Again, if you just spent your day scrolling through Facebook or watching Funny or Die videos, you should slowly transition to serious mode. But there’s a picture of a cute puppy at the end of the post as a reward.
As I was saying, intellectual modesty and governing.
The problem is that humility and doubt are great principles for your own life, but they don’t give you much direction when it actually comes to making things work for a large group of people with different interests, abilities, and circumstances.
Be open to new insights all you want, but at some point, you have to pause the hunt for new information, you have to shut down the uncertainty, and you have to make some damn policy. David Brooks on conservative thinker Michael Oakeshott:
Well, if you want to sit in a cottage and bet on horses, fine. But if you actually want to govern, such thinking is of limited use. It doesn’t make sense to ask how an Oakeshottian would govern because an Oakeshottian could never get elected in a democracy and could never use the levers of power if somehow he did. Doubt is not a political platform. Hope is.
[Note that Brooks wrote that paragraph in 2006, well before the Obama HOPE campaign got rolling.]
But that doesn’t mean forget all the intellectual modesty that got you here in the first place. It just means check yourself before you wreck yourself by enacting some irreversible, misguided nonsense.
Make policy that takes into account our infallibility and nuance and allows for personal choice, flexibility, and respect. It should not be overly prescriptive or morality-based. It should make it easier for people to make their own decisions by removing friction, not harder by imposing conditions. It will be a lagging indicator, as the econo-nerds would say; it reflects what’s already happening and likely to stick around for a long time, not what someone (even a lot of someones) thinks should happen and should stick around for a long time. It is an umpire, not an empire.
Unfortunately, as Brooks points out, such a policy maker also wouldn’t have written the Declaration of Independence.
As Oakeshott explains (in what is probably an attempt at humor):
To govern is to turn a private dream into a public and compulsory manner of living…[I]f it is boring to have to listen to dreams of others being recounted, it is insufferable to be forced to re-enact them
Brooks was right that a candidate of the Oakashottian/Sullivan ilk would never be elected because what kind of platform is “I probably won’t change much” or “I don’t know the truth” or “Do it yourself”? Right.
Also, what you and I think is happening and will stick around for a long time probably differs. As will our idea of “barriers” and “conditions”. Just a few examples:
- In creating a social safety net – Social Security, Medicare, food stamps – did the government overstep its umpire-only bounds? Must the government ensure basic standards of living? Is the safety net less “removing friction” and more “grand moral vision”? Do the taxes we pay to support the safety net impinge on our economic freedom and private property?
- If unfettered markets fail, should the government correct the imbalances through regulation? How do we know when a market is failing? Take the healthcare market or the financial services market. Some consider each to have failed miserably and irreversibly on its own – one because it wasn’t really a market in the first place, and the other because the rewards for cheating were so tempting – but others see their failure as a self-correcting mechanism.
- Do environmental regulations simply charge the real price of manufacturing something to the producer, or do they impose misguided and costly restrictions on businesses that only serve to squash efficiency and innovation?
But before you answer, remember the Oakeshottian quip that “the world is a mirror in which we seek the reflection of our own desires”.

_Dataset extract_
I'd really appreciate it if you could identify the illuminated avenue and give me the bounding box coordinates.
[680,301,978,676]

--

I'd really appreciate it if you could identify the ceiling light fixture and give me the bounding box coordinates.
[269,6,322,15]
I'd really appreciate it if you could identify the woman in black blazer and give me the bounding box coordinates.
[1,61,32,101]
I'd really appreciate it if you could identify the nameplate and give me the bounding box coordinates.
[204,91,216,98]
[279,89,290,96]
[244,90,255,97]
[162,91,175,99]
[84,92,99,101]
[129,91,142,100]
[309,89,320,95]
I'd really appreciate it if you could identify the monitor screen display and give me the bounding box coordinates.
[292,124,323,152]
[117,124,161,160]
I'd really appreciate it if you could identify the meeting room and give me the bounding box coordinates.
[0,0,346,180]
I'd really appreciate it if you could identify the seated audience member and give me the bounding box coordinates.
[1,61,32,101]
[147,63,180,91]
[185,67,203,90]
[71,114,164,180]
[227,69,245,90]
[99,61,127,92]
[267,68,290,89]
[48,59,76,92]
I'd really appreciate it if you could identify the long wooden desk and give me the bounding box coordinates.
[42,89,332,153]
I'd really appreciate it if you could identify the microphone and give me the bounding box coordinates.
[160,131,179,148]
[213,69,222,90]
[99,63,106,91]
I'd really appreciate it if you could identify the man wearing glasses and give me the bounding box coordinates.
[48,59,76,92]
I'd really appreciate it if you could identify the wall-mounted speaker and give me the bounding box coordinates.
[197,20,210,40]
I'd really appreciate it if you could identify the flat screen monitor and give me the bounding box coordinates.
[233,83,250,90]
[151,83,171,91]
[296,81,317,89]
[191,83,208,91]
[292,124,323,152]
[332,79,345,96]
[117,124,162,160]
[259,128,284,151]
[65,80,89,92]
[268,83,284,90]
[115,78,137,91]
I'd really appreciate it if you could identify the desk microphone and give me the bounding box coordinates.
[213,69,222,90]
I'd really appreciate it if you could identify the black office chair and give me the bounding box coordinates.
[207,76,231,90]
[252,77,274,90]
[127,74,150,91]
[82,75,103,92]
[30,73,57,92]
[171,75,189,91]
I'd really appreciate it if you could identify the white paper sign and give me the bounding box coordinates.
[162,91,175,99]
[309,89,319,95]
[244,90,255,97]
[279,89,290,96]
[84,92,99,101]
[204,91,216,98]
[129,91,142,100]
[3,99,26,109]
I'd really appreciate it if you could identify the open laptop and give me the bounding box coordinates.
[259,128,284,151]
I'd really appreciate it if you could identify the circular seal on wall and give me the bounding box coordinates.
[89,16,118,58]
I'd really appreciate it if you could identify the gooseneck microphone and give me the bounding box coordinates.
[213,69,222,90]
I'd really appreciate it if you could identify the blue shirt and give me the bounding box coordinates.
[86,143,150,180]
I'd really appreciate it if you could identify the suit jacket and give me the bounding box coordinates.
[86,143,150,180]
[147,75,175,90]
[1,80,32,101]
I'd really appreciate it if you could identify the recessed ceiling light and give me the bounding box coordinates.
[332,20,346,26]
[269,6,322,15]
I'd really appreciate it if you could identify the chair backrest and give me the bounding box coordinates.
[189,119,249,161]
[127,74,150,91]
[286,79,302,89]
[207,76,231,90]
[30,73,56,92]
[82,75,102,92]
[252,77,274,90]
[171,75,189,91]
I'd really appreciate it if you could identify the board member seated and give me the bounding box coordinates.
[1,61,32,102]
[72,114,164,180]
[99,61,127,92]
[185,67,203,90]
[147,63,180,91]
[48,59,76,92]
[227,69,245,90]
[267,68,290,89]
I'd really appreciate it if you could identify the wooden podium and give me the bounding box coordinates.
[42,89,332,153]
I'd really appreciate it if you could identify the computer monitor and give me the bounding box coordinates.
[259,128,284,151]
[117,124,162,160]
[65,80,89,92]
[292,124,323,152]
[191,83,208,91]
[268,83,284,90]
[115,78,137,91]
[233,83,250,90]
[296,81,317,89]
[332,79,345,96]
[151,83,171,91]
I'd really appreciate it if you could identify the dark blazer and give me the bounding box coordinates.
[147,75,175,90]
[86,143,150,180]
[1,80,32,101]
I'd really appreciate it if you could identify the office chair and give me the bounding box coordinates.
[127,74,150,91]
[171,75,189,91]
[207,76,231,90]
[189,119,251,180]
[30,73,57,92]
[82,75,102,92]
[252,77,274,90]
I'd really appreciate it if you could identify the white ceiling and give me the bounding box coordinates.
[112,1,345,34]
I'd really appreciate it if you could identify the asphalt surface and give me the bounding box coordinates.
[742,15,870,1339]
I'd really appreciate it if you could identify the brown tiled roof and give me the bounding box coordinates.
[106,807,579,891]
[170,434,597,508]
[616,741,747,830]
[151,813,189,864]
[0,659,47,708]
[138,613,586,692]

* * *

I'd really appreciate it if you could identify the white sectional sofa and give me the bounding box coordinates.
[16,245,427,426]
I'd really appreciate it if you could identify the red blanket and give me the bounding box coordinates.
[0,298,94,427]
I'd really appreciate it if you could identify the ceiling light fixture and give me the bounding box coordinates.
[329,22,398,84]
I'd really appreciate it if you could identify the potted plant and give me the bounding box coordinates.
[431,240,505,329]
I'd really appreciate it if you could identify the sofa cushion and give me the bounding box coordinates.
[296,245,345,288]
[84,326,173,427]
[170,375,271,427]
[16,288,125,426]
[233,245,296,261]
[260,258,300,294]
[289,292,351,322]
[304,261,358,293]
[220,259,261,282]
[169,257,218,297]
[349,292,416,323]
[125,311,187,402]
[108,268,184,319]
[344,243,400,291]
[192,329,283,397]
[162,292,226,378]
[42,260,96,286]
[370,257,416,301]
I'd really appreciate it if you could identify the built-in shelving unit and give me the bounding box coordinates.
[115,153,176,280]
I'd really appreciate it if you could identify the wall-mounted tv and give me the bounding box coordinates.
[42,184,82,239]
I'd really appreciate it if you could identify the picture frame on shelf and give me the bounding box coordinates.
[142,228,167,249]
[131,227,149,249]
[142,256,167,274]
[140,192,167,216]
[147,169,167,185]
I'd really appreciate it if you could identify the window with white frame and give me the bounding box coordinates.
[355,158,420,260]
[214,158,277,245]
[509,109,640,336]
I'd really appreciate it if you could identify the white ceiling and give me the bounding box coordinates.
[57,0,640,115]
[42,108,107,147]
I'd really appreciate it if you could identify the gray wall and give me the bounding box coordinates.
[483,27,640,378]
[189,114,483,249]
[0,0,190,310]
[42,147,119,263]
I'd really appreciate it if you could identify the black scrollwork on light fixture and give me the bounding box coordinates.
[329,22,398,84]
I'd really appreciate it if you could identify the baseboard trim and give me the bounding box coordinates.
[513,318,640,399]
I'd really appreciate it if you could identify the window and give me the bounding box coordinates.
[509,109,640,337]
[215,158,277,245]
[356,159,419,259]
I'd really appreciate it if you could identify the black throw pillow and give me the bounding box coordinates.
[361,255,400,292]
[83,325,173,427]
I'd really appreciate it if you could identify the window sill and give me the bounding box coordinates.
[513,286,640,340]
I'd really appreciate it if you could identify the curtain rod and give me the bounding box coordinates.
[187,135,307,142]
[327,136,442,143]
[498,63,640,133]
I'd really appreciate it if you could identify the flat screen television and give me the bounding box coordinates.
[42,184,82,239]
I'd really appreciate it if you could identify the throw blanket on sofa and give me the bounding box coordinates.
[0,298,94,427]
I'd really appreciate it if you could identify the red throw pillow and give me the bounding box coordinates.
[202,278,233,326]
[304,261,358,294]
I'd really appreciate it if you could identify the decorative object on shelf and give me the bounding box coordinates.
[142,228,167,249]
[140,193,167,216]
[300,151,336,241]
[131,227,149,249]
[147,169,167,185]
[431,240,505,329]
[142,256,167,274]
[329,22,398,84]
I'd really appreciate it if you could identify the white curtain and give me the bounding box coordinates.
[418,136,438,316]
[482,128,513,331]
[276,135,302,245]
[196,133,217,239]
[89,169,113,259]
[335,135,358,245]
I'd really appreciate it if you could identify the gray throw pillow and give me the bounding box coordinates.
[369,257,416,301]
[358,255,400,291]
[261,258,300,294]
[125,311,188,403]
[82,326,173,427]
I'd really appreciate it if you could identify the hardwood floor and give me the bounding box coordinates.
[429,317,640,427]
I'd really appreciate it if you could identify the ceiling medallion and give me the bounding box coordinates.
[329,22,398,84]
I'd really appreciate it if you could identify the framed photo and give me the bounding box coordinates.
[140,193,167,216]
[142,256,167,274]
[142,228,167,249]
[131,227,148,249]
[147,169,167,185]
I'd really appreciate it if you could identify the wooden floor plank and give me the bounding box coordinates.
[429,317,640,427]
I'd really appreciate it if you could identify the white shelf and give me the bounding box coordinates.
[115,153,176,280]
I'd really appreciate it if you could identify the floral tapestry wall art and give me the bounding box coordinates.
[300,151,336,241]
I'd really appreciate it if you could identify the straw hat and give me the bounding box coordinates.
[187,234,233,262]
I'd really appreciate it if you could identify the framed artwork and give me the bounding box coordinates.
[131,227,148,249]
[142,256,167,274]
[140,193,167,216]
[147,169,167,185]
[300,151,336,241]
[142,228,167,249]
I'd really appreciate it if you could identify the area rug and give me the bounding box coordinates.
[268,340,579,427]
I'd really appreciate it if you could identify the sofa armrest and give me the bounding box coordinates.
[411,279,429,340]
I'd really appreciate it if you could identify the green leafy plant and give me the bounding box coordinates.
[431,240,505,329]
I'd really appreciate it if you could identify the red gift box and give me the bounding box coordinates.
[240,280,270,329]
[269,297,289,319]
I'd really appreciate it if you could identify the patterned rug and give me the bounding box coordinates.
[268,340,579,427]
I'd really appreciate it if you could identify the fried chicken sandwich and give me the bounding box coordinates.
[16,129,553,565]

_Exercise_
Transcribe the passage on intellectual modesty and governing, starting with "Be open to new" and going on through "platform. Hope is.".

_Solution for this problem_
Be open to new insights all you want, but at some point, you have to pause the hunt for new information, you have to shut down the uncertainty, and you have to make some damn policy. David Brooks on conservative thinker Michael Oakeshott:
Well, if you want to sit in a cottage and bet on horses, fine. But if you actually want to govern, such thinking is of limited use. It doesn’t make sense to ask how an Oakeshottian would govern because an Oakeshottian could never get elected in a democracy and could never use the levers of power if somehow he did. Doubt is not a political platform. Hope is.